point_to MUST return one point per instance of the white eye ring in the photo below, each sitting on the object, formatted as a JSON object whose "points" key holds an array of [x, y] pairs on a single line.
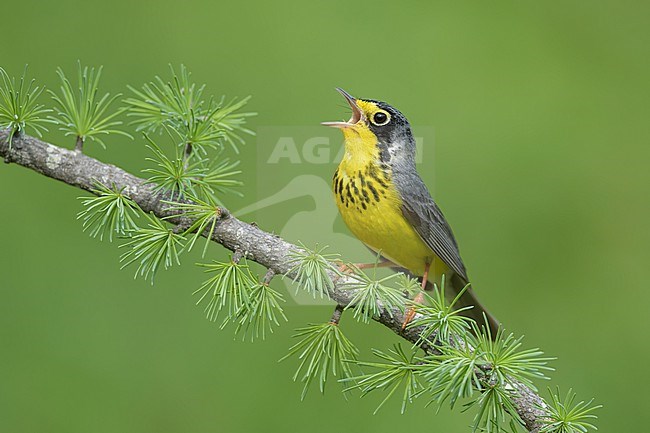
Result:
{"points": [[384, 118]]}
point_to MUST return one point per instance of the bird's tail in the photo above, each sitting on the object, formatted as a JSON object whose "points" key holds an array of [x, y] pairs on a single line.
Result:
{"points": [[468, 299]]}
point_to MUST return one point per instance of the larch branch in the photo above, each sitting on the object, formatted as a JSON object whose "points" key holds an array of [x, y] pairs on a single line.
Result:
{"points": [[269, 250]]}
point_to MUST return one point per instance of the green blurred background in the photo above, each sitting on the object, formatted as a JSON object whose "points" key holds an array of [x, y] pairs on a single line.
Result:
{"points": [[540, 113]]}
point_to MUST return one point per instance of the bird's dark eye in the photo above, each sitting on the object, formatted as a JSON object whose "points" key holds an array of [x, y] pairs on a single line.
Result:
{"points": [[380, 118]]}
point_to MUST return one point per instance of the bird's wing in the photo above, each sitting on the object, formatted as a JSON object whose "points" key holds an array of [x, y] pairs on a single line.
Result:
{"points": [[427, 219]]}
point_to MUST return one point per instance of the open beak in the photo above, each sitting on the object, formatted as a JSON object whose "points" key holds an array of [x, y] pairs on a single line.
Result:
{"points": [[357, 114]]}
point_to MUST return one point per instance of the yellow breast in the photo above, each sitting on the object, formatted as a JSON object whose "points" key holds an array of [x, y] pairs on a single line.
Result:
{"points": [[371, 207]]}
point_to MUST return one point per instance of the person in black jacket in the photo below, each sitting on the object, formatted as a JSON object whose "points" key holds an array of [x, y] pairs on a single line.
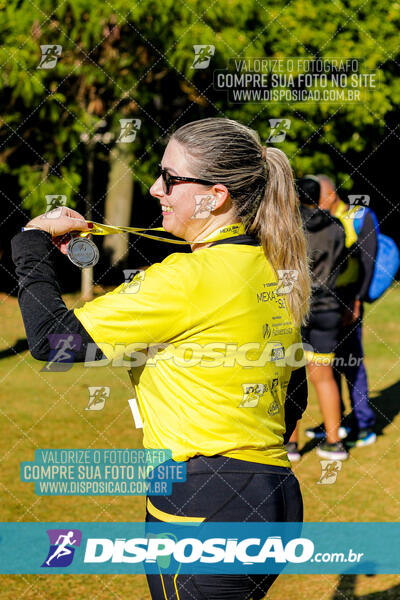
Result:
{"points": [[328, 254], [353, 292]]}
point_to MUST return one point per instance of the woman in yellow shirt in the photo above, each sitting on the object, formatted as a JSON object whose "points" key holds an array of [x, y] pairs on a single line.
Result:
{"points": [[218, 332]]}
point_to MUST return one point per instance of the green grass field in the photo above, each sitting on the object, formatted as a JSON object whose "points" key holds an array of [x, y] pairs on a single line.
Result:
{"points": [[47, 410]]}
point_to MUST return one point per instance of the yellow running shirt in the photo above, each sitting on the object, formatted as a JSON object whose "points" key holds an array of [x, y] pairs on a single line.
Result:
{"points": [[215, 347]]}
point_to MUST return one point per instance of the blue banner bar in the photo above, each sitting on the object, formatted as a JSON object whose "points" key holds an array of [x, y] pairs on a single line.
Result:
{"points": [[132, 548]]}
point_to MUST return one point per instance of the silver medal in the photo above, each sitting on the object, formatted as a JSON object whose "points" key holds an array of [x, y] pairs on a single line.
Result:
{"points": [[82, 252]]}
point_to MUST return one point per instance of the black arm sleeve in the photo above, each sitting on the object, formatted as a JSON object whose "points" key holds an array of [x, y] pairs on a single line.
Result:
{"points": [[39, 296], [367, 245], [296, 400]]}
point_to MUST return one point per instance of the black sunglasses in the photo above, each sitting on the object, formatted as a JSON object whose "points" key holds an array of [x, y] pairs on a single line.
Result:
{"points": [[170, 180]]}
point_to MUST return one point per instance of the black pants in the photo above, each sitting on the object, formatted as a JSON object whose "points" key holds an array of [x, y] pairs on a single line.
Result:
{"points": [[225, 489]]}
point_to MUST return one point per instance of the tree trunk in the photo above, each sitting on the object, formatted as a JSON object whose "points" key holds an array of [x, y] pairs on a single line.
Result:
{"points": [[118, 205], [87, 274]]}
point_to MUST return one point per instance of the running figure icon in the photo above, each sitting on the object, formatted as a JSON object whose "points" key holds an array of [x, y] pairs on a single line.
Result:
{"points": [[62, 549]]}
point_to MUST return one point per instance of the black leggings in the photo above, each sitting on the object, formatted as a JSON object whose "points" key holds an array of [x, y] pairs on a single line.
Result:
{"points": [[225, 489]]}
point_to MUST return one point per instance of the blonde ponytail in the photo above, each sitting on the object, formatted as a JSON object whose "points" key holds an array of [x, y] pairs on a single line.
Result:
{"points": [[278, 226], [261, 187]]}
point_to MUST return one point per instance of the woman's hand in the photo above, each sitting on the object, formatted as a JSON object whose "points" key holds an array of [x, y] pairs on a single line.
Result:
{"points": [[60, 222]]}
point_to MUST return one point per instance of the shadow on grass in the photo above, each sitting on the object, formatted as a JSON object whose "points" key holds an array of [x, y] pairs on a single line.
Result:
{"points": [[20, 346], [345, 590], [386, 407]]}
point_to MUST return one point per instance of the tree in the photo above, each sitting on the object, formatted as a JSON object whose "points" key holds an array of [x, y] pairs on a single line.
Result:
{"points": [[135, 61]]}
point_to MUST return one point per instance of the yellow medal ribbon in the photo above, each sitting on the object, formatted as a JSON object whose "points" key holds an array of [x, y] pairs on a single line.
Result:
{"points": [[220, 234]]}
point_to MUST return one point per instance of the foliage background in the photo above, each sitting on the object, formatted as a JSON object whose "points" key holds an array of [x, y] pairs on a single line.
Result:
{"points": [[124, 59]]}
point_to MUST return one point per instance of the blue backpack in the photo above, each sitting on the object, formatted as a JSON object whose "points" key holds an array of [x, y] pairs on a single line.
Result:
{"points": [[387, 260]]}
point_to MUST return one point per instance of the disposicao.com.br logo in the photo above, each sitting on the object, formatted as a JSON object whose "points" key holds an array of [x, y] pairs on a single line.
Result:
{"points": [[193, 550], [62, 547]]}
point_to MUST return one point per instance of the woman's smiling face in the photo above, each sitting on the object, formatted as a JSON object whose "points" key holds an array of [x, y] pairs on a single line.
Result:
{"points": [[179, 206]]}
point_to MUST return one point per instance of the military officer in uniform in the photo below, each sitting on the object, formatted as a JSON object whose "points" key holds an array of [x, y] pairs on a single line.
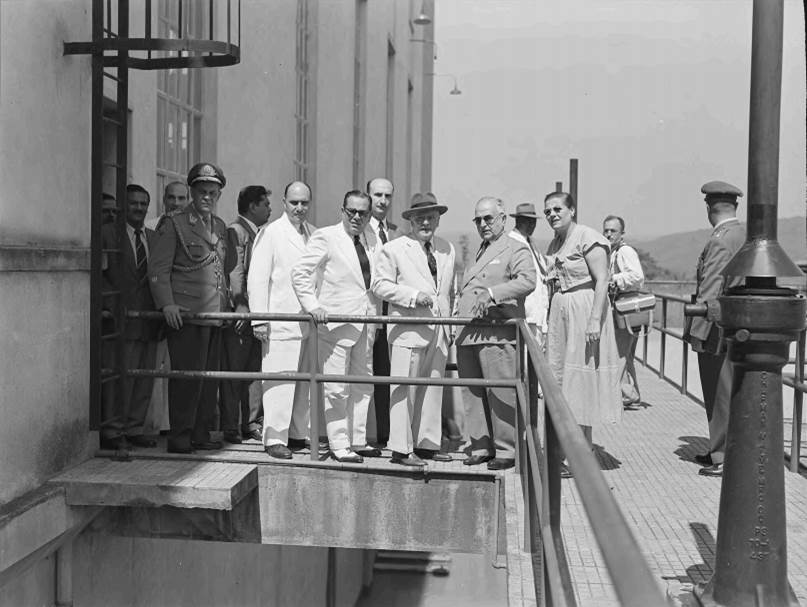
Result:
{"points": [[703, 333], [186, 274]]}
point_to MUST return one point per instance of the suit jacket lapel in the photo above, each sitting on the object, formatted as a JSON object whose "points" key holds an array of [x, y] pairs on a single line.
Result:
{"points": [[492, 252]]}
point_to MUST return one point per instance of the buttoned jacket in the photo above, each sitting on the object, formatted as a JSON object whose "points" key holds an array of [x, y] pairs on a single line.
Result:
{"points": [[329, 276], [240, 237], [186, 266], [724, 241], [506, 268], [401, 273], [120, 274], [278, 247]]}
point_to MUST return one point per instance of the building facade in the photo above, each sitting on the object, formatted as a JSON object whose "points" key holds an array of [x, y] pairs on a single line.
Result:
{"points": [[333, 92]]}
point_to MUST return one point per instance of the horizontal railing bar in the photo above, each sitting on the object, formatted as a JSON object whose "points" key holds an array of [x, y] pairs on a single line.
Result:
{"points": [[633, 581], [322, 377], [397, 320]]}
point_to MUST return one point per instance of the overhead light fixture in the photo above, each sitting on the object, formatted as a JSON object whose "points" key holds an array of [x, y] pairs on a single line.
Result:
{"points": [[422, 18], [456, 90]]}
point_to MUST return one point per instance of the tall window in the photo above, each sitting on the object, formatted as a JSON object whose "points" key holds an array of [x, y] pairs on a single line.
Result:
{"points": [[179, 96], [301, 111]]}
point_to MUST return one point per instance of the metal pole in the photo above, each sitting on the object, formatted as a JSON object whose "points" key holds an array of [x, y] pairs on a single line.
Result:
{"points": [[759, 320]]}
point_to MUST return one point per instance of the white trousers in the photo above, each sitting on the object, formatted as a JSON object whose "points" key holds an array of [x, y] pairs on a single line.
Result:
{"points": [[285, 403], [415, 411], [346, 404]]}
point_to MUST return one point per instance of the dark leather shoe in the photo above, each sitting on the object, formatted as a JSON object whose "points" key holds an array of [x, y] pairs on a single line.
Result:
{"points": [[207, 445], [350, 458], [231, 436], [252, 435], [278, 451], [368, 452], [475, 460], [295, 444], [713, 470], [405, 459], [498, 463], [431, 454], [113, 444], [138, 440]]}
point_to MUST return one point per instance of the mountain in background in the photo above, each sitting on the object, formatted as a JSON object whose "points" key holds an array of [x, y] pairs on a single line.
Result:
{"points": [[672, 257], [678, 253]]}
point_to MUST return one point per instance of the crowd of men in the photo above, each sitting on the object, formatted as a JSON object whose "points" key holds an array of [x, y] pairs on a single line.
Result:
###
▶ Direction
All lines from the one with "point_to MUST return one point per instance of the mountain" through the final line above are to be quoted exactly; quote no other line.

▶ Answer to this problem
point_to MUST return one point per instance of the mountain in background in the photo above, each sitting on the object, formatted as a JSON object whose "points" key holds an array of [x, y] pairs on a single line.
Result:
{"points": [[672, 257], [678, 253]]}
point_to MUST return one point per instance of the crowd of men in the photo above, each sitting on the object, formatted as a JSON object whose "points" key holds an array of [x, y] pairs on a single line.
Result:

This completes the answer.